Start of Selected text

BMC Research Notes


Open Access Short Report

Evaluation of self-reported ethnicity in a case-control population: the stroke prevention in young women study

Jesse B Mez1, John W Cole1,2*, Timothy D Howard3, Leah R MacClellan4, Oscar C Stine4, Jeffery R O'Connell5, Marcella A Wozniak1,2, Barney J Stern1,2, John D Sorkin2, Braxton D Mitchell5 and Steven J Kittner1,2

Author Affiliations

1 Department of Neurology, University of Maryland School of Medicine, Baltimore, MD, USA

2 Medical Research Service, Veterans Affairs Medical Center, Baltimore, MD, USA

3 Department of Pediatrics, Center for Human Genomics, Wake Forest University School of Medicine, Winston-Salem, NC, USA

4 Department of Epidemiology and Preventative Medicine, University of Maryland School of Medicine, Baltimore, MD, USA

5 Department of Medicine, University of Maryland School of Medicine, Baltimore, MD, USA

For all author emails, please log on.

BMC Research Notes 2009, 2:260 doi:10.1186/1756-0500-2-260

Published: 18 December 2009

Abstract

Background

Population-based association studies are used to identify common susceptibility variants for complex genetic traits. These studies are susceptible to confounding from unknown population substructure. Here we apply a model-based clustering approach to our case-control study of stroke among young women to examine if self-reported ethnicity can serve as a proxy for genetic ancestry.

Findings

A population-based case-control study of stroke among women aged 15-49 identified 361 cases of first ischemic stroke and 401 age-comparable control subjects. Thirty single nucleotide polymorphisms (SNPs) throughout the genome unrelated to stroke risk and with established ancestry-based allele frequency differences were genotyped in all participants. The Structure program was used to iteratively evaluate for K = 1 to 5 potential genetic-based subpopulations. Evaluating the population as a whole, the Structure output plateaued at K = 2 clusters. 98% of self-reported Caucasians had an estimated probability ≥50% of belonging to Cluster 1, while 94% of self-reported African-Americans had an estimated probability ≥50% of belonging to Cluster 2. Stratifying the participants by self-reported ethnicity and repeating the analyses revealed the presence of two clusters among Caucasians, suggesting that potential substructure may exist.

Conclusions

Among our combined sample of African-American and Caucasian participants there is no large unknown subpopulation and self-reported ethnicity can serve as a proxy for genetic ancestry. Ethnicity-specific analyses indicate that population substructure may exist among the Caucasian participants indicating that further studies are warranted.

End of Selected text

# Your instructions
Answer these about the stroke study abstract above:
1. How many cases of first ischemic stroke did the study identify?
2. At how many clusters did the Structure output plateau for the population as a whole?
3. Among which self-reported ethnic group do the ethnicity-specific analyses suggest population substructure may exist?

Start of Input data

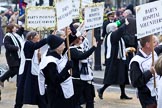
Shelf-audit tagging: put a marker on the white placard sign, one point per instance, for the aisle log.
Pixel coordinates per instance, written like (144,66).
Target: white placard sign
(76,8)
(64,13)
(40,18)
(94,16)
(149,18)
(86,2)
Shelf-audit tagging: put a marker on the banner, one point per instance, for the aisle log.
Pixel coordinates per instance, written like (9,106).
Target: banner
(64,13)
(94,16)
(40,17)
(75,8)
(149,19)
(86,2)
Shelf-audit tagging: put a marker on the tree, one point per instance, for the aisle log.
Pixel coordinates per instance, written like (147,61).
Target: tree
(118,3)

End of Input data

# Task result
1. 361
2. Two clusters (K = 2)
3. Caucasian participants